[Saved data entries]
========

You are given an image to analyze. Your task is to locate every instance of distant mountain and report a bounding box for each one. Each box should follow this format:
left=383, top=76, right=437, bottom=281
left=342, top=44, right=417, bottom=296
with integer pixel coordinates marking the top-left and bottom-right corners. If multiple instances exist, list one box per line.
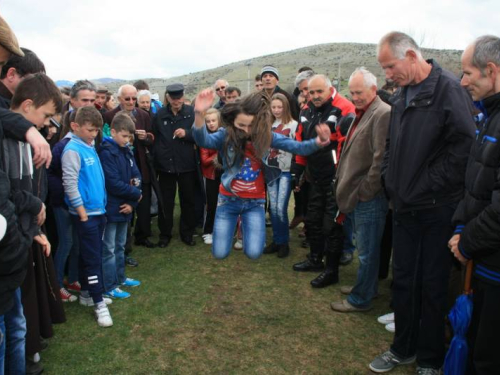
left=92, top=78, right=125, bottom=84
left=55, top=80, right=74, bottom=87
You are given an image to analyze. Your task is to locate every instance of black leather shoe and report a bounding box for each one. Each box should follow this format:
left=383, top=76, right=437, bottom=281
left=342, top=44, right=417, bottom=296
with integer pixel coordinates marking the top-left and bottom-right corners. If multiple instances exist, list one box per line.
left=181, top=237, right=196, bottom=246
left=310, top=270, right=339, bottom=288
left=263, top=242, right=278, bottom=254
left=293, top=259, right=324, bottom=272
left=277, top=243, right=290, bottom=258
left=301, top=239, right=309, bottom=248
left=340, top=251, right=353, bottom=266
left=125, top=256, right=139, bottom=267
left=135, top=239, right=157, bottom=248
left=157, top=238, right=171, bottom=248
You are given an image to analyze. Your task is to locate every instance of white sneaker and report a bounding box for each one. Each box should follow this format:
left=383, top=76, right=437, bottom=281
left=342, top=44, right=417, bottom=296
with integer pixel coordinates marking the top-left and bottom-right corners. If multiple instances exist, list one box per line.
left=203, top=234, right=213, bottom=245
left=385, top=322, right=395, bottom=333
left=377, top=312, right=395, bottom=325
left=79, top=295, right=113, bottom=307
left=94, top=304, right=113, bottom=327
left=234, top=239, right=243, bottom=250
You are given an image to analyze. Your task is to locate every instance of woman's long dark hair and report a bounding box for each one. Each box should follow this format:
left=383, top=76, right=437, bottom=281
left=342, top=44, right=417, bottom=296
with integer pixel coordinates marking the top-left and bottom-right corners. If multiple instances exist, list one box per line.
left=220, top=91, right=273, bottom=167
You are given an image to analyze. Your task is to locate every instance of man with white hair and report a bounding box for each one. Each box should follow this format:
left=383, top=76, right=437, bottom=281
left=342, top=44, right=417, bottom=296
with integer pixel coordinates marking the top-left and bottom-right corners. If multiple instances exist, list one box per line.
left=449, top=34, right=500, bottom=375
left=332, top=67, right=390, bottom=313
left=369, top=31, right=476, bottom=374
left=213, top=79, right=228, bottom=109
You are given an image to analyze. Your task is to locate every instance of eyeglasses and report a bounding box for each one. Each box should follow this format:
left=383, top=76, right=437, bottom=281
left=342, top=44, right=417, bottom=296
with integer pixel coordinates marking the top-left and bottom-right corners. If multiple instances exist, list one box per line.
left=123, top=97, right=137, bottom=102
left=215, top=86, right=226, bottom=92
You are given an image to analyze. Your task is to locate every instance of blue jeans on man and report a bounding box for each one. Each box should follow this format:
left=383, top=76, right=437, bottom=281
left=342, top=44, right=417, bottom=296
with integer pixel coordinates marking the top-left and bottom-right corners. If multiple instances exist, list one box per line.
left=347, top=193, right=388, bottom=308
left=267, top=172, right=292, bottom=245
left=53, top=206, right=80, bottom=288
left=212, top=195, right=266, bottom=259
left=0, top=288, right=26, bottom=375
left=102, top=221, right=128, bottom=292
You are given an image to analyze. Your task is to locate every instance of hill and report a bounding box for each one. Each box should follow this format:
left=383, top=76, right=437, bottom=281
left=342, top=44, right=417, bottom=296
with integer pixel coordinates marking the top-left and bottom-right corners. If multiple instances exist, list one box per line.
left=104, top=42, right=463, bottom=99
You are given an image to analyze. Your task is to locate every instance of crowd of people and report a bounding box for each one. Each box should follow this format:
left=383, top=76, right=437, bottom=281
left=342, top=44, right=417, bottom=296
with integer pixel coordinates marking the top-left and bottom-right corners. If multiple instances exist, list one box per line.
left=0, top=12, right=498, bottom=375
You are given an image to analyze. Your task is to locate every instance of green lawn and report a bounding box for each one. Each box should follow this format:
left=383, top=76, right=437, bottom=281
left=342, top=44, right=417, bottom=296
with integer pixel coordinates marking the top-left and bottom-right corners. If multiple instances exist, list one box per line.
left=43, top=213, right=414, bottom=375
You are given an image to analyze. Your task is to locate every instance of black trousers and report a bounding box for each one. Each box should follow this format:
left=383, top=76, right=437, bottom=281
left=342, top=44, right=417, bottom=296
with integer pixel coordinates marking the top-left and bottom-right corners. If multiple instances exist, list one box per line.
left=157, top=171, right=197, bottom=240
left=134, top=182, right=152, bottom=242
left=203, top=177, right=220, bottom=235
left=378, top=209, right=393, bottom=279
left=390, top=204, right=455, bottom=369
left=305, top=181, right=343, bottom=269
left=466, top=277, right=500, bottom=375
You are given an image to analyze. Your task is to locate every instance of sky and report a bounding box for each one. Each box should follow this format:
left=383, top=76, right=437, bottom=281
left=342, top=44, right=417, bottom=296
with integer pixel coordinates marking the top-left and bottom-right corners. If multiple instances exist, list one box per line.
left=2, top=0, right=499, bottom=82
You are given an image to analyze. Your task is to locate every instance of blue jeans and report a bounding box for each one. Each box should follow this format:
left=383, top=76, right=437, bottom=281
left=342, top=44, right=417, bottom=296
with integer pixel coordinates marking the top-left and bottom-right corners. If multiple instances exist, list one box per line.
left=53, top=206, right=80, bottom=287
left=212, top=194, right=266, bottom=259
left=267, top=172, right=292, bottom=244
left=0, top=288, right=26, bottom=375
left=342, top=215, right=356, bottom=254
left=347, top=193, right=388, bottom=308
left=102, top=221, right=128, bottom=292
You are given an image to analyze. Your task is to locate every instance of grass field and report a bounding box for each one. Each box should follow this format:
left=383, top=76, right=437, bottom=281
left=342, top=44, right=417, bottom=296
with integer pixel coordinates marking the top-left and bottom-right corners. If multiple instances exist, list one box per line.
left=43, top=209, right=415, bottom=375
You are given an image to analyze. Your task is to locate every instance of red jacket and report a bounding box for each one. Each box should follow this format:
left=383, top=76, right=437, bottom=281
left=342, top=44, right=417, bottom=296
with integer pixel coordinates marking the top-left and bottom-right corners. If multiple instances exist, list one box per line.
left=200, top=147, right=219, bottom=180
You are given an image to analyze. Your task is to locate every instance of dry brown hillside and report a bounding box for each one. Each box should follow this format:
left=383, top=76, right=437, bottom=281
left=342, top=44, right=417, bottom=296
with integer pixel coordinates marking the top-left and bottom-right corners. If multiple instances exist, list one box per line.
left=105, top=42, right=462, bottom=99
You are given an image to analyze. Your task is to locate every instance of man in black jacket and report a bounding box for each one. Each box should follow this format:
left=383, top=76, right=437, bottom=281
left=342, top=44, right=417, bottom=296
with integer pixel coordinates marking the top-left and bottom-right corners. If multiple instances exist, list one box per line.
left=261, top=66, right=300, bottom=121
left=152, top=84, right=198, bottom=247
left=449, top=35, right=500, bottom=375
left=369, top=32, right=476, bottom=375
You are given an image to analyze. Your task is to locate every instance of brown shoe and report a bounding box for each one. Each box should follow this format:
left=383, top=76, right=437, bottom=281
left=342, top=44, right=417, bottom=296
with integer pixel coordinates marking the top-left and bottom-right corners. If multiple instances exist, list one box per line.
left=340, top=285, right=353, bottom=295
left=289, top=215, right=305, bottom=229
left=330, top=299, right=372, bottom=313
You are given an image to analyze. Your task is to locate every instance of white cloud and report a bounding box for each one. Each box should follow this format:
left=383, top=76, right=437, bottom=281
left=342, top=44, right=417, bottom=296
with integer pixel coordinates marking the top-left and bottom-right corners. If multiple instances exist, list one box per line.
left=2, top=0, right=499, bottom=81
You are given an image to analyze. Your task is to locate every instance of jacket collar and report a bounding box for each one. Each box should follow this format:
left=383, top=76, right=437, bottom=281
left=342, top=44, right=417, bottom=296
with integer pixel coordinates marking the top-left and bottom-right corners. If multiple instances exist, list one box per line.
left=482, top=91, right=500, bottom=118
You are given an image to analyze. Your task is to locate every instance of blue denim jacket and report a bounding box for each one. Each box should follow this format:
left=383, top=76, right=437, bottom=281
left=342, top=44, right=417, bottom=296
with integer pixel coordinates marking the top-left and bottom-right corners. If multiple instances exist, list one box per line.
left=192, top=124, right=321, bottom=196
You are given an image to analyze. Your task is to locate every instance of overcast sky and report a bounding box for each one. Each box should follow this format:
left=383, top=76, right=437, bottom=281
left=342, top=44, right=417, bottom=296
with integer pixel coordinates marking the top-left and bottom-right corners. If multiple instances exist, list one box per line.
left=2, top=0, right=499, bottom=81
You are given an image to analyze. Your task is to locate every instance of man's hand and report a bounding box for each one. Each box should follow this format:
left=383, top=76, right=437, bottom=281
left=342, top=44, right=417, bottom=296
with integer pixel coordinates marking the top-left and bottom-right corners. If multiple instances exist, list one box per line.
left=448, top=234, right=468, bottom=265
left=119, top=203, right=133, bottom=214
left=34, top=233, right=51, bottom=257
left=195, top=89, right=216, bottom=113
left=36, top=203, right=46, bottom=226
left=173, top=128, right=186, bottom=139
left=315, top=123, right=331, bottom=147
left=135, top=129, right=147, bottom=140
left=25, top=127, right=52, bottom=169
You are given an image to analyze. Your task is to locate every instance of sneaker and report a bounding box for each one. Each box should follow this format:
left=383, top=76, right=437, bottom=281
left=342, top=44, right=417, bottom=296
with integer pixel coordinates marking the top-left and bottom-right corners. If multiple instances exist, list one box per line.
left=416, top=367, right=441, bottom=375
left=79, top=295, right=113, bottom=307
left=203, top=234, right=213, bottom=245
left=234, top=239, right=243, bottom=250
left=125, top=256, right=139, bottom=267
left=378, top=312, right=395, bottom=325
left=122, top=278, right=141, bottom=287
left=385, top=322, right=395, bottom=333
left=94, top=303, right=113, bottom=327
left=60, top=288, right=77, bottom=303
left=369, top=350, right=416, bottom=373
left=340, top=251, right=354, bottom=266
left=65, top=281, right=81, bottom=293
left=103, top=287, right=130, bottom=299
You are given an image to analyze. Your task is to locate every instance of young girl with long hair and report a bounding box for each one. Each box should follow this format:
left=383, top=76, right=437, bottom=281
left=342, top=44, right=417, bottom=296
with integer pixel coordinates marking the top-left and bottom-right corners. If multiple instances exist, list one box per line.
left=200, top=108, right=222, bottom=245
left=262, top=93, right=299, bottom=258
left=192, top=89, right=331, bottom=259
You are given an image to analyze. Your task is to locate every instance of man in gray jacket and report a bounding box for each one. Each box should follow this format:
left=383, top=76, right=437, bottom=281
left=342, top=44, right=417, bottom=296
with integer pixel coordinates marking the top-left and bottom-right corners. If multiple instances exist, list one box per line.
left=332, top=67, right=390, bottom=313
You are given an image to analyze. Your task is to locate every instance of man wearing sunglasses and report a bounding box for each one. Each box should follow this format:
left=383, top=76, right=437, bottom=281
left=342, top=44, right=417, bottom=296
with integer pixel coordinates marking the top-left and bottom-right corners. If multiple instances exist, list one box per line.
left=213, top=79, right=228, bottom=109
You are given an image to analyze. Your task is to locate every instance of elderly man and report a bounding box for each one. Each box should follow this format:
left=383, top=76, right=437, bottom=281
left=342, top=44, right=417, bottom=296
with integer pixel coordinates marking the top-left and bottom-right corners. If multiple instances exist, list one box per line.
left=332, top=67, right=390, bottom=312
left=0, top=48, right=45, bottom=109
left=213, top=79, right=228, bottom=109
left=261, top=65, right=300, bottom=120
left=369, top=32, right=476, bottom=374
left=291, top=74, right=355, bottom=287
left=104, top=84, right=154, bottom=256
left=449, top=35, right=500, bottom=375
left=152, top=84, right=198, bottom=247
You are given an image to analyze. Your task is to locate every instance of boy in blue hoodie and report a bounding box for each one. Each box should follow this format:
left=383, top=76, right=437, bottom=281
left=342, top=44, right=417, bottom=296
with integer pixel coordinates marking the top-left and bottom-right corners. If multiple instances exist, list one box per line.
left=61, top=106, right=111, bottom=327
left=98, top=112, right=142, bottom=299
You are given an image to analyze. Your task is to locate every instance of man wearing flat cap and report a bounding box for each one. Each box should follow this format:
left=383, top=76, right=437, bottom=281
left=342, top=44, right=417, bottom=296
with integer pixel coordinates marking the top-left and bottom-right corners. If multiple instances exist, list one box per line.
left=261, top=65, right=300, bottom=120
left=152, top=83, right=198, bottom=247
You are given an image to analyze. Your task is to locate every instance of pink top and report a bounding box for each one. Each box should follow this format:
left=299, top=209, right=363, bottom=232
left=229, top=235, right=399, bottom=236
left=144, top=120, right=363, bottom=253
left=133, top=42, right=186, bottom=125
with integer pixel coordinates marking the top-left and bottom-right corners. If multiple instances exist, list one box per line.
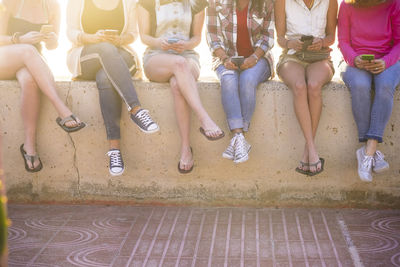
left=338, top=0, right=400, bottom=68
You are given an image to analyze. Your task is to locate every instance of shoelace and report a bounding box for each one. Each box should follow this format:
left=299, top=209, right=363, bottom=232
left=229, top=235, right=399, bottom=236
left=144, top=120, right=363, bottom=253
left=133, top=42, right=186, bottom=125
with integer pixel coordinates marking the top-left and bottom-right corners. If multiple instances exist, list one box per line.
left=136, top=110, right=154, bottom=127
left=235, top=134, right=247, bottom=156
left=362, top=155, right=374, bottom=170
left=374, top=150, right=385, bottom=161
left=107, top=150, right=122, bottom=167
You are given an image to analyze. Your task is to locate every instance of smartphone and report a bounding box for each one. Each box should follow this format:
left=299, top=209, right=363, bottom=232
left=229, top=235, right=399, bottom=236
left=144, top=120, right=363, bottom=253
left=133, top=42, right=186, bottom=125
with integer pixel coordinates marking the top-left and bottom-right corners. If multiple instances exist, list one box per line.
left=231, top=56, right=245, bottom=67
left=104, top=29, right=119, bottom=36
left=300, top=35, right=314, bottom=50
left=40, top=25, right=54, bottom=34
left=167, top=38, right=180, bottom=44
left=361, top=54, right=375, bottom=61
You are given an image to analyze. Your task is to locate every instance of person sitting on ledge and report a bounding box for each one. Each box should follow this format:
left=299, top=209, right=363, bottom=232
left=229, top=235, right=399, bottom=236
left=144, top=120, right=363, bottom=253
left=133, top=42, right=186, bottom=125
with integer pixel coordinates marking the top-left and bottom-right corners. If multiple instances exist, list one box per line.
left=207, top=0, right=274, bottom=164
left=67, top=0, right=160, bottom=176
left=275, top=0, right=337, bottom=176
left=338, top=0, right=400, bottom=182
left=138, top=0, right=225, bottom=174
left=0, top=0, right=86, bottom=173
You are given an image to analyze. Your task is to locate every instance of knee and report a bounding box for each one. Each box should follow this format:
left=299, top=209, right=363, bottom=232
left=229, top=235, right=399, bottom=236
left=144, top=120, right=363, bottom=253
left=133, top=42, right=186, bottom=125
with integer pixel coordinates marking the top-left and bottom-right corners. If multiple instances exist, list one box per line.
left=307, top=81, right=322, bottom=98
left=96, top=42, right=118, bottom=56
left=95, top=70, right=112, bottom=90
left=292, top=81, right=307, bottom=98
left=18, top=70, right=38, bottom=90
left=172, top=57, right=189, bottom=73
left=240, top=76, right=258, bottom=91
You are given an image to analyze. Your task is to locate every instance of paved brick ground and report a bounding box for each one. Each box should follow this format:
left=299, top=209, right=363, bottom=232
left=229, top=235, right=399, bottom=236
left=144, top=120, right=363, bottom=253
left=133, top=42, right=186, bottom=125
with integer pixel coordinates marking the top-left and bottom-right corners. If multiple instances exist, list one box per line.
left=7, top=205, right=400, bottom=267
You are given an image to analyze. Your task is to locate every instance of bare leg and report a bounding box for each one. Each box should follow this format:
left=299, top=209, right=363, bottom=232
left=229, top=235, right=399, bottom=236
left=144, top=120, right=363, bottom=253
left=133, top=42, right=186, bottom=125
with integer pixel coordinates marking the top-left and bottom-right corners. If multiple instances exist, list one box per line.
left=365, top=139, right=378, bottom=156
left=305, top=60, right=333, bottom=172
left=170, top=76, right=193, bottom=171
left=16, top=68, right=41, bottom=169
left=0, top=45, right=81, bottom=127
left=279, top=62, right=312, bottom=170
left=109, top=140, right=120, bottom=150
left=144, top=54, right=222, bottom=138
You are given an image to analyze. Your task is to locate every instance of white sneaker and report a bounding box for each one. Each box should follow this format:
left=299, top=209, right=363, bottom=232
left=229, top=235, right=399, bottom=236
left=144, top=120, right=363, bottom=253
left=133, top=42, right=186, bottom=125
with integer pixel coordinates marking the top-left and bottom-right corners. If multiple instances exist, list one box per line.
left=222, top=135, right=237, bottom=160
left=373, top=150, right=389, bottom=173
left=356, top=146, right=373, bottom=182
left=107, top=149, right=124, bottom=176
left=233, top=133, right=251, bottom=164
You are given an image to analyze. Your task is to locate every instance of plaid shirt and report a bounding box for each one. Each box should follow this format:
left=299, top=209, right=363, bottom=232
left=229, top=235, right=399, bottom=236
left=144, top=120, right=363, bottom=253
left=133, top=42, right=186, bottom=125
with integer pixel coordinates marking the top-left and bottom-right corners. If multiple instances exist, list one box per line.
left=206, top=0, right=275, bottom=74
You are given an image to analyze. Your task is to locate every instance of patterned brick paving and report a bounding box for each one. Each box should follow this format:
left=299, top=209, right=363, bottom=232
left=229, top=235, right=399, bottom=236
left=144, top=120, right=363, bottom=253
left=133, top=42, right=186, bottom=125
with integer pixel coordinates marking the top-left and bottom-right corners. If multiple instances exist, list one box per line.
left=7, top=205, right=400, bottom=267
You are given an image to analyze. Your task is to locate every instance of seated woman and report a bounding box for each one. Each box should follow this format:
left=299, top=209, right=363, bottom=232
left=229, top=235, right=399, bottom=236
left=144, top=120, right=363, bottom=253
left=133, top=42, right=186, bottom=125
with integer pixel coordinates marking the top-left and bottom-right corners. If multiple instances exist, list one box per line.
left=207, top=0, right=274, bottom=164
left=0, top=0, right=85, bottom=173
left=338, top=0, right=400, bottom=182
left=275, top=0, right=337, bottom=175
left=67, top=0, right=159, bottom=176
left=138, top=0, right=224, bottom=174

========

### Work instructions:
If a line in the data above holds the string "white", report that line.

### Exercise output:
You are given an image to analyze. Your task is to locate every instance of white sneaker and report a bounding box for each one. Each box should follow this format:
You are given an image to analyze. Your task is to locate every instance of man with white hair and report a bounding box for each one. Each box should follow this format:
You are given an image to analyze. Your task is to locate every instance of white cloud and report a bounding box for each one. Each box should follow this format:
You are given an image to analyze. Your task is to locate every instance of white sneaker and report a bounding box for each one. Each box should follow this format:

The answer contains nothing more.